Task directions: Reproduce every line of the records below, requests included, and offset each box coordinate in the answers by 40.

Provided information:

##############################

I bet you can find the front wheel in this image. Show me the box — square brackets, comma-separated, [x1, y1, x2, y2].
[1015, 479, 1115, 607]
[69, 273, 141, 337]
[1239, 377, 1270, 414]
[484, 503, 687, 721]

##############################

Problem solution:
I bet you can find the front wheel in this image. Show me the box — square brackets, comma-separated, [x1, y1, x2, y2].
[1055, 519, 1155, 647]
[109, 313, 181, 377]
[1279, 417, 1310, 454]
[524, 543, 727, 761]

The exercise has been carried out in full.